*What the task asks:* Copy out the items below, substituting "example" for "sample" and leaving everything else as it is. Omit the pictures from your answer.

---------- Material supplied ----------

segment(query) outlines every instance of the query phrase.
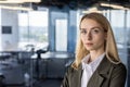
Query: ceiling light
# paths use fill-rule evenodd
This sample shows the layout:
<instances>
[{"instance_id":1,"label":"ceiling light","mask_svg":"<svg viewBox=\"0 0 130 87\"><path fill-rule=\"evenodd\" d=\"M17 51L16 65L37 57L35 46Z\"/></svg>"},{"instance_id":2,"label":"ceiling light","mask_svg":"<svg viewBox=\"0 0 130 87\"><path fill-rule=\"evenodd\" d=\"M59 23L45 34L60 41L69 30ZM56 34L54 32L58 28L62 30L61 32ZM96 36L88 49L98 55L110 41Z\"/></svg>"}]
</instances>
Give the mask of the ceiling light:
<instances>
[{"instance_id":1,"label":"ceiling light","mask_svg":"<svg viewBox=\"0 0 130 87\"><path fill-rule=\"evenodd\" d=\"M0 5L0 9L31 11L31 8Z\"/></svg>"}]
</instances>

----------

*Correct answer:*
segment(query) outlines every instance of the query phrase.
Query: ceiling light
# paths use fill-rule evenodd
This example shows the layout:
<instances>
[{"instance_id":1,"label":"ceiling light","mask_svg":"<svg viewBox=\"0 0 130 87\"><path fill-rule=\"evenodd\" d=\"M17 51L16 65L37 57L35 46Z\"/></svg>"},{"instance_id":2,"label":"ceiling light","mask_svg":"<svg viewBox=\"0 0 130 87\"><path fill-rule=\"evenodd\" d=\"M59 23L45 34L60 41L69 30ZM56 34L54 32L58 28L62 30L61 32ZM96 36L88 49L98 55L110 41Z\"/></svg>"}]
</instances>
Give the mask of the ceiling light:
<instances>
[{"instance_id":1,"label":"ceiling light","mask_svg":"<svg viewBox=\"0 0 130 87\"><path fill-rule=\"evenodd\" d=\"M0 5L0 9L31 11L31 8Z\"/></svg>"}]
</instances>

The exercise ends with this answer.